start Listing

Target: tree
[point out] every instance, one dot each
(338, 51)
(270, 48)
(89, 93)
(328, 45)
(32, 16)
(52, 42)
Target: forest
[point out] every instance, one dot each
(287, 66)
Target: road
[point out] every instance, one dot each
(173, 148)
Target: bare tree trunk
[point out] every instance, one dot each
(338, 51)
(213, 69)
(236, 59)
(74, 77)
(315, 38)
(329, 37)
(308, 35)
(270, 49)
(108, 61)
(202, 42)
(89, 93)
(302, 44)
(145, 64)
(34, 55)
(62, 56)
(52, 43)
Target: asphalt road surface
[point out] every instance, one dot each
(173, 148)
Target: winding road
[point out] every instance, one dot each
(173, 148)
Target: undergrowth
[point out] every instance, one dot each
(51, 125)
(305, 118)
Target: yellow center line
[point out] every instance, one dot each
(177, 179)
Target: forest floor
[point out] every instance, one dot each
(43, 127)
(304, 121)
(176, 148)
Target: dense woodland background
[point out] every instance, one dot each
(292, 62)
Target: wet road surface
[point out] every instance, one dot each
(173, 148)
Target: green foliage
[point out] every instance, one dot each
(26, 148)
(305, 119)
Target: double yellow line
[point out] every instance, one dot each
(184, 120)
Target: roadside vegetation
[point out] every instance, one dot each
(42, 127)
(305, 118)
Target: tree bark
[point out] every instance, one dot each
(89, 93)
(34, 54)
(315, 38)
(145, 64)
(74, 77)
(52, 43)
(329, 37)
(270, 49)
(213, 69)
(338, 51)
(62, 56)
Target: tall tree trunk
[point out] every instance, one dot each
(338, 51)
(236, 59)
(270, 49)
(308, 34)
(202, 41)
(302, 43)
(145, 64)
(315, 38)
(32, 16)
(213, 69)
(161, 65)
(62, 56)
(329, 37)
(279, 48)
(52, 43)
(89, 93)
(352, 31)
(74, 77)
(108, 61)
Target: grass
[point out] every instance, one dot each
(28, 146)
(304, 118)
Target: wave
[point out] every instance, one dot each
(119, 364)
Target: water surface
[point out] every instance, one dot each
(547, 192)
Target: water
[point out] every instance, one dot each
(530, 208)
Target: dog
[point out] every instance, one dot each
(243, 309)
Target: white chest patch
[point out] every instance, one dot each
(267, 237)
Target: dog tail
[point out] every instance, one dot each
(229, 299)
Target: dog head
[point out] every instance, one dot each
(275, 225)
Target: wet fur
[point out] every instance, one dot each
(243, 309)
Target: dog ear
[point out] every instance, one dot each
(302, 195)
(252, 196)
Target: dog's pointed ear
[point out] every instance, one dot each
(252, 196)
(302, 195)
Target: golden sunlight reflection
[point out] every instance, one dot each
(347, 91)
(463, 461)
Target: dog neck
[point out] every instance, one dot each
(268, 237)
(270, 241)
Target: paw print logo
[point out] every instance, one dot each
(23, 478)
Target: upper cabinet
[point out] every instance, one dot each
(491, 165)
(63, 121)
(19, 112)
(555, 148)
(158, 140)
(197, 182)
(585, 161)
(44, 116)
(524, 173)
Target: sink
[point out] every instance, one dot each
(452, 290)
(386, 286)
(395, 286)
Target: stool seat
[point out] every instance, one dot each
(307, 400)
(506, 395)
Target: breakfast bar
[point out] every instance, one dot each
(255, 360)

end Listing

### What is asked:
Rewrite as a numbered list the lines starting at the one containing "Target: paw print logo" and ending at the last line above, leaving out any blank lines.

### Solution to the problem:
1. Target: paw print logo
2. [point out] every instance, one dot each
3. (23, 478)
4. Target: upper cabinet
5. [point out] every instance, one dot each
6. (491, 165)
7. (63, 121)
8. (19, 112)
9. (555, 148)
10. (158, 140)
11. (197, 182)
12. (585, 161)
13. (44, 116)
14. (524, 173)
15. Target: sink
16. [point out] every instance, one dot each
17. (452, 290)
18. (386, 286)
19. (395, 286)
20. Target: stool seat
21. [point out] every instance, one dot each
22. (307, 400)
23. (506, 395)
24. Target: breakfast bar
25. [point out] every instance, one dot each
26. (255, 360)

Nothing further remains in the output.